* PROBLEM DETAILS *
Your reply should consist solely of the number of lines in the data that contain "jacket".

Stored records:
• • • • •

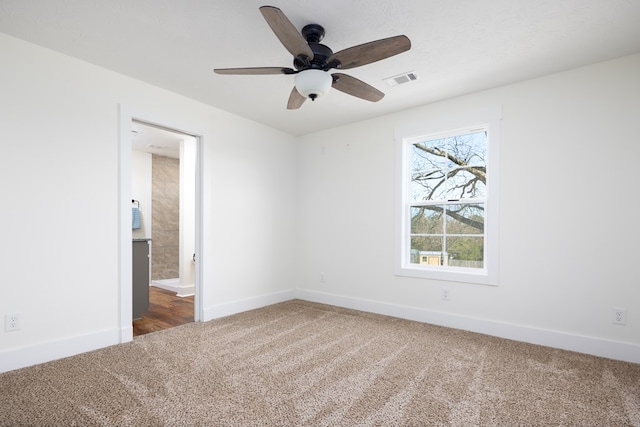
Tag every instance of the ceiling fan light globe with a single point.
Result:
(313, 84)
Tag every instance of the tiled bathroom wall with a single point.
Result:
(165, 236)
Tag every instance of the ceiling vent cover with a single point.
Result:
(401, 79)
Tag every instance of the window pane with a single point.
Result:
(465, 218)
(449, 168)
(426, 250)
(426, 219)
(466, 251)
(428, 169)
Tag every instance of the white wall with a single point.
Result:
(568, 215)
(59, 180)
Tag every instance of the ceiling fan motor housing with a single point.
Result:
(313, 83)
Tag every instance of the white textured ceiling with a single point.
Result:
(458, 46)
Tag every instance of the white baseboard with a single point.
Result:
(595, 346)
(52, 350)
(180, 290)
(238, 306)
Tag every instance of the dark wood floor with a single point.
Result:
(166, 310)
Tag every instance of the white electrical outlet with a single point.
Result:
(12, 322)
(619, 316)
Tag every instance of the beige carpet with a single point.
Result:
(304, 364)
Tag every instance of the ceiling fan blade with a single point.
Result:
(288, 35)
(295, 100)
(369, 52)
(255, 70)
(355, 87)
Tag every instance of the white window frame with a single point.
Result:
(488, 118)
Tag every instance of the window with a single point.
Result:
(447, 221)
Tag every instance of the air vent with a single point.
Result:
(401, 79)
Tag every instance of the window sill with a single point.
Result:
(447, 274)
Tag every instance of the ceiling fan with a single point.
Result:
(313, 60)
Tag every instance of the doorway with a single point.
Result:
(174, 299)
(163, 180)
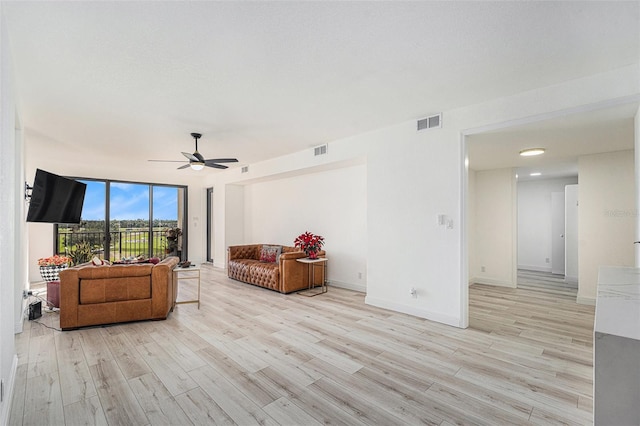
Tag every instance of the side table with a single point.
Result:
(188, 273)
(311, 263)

• • • • •

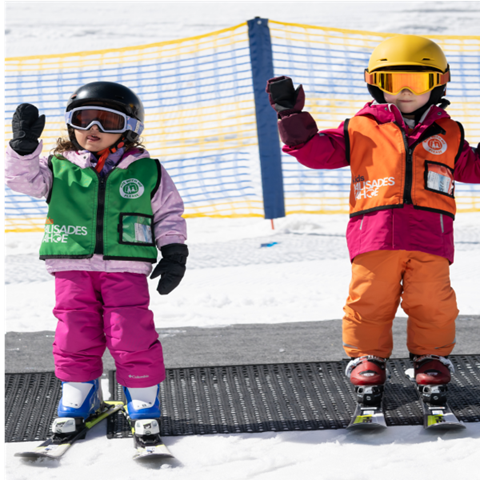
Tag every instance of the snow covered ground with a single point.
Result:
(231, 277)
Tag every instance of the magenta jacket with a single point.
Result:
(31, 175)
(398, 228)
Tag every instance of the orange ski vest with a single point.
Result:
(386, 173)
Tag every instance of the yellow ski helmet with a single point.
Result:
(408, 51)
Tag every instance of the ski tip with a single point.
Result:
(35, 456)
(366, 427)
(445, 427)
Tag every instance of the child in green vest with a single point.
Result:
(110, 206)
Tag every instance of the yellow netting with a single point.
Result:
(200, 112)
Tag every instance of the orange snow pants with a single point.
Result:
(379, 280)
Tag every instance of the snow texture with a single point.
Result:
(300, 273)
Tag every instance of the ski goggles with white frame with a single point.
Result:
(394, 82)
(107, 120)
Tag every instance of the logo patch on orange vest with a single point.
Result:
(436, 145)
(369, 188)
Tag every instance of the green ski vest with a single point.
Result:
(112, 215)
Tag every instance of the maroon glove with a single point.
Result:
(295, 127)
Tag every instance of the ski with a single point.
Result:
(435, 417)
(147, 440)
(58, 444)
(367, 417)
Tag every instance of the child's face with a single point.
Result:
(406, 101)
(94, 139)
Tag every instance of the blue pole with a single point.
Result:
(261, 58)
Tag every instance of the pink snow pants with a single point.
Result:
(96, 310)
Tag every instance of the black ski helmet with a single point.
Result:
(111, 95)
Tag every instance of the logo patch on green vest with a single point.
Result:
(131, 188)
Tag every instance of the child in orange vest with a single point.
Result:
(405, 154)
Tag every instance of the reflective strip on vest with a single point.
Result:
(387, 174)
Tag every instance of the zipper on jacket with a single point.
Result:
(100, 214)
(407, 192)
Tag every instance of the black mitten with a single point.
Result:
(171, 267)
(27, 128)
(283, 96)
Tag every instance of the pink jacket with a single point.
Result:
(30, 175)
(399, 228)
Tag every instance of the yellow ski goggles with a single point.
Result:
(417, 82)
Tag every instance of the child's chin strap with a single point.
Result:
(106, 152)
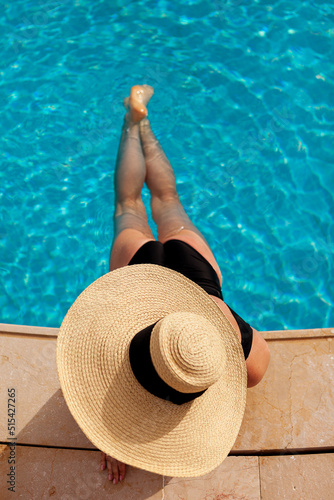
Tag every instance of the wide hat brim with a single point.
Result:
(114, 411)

• • • • •

* RESPONSE BOX *
3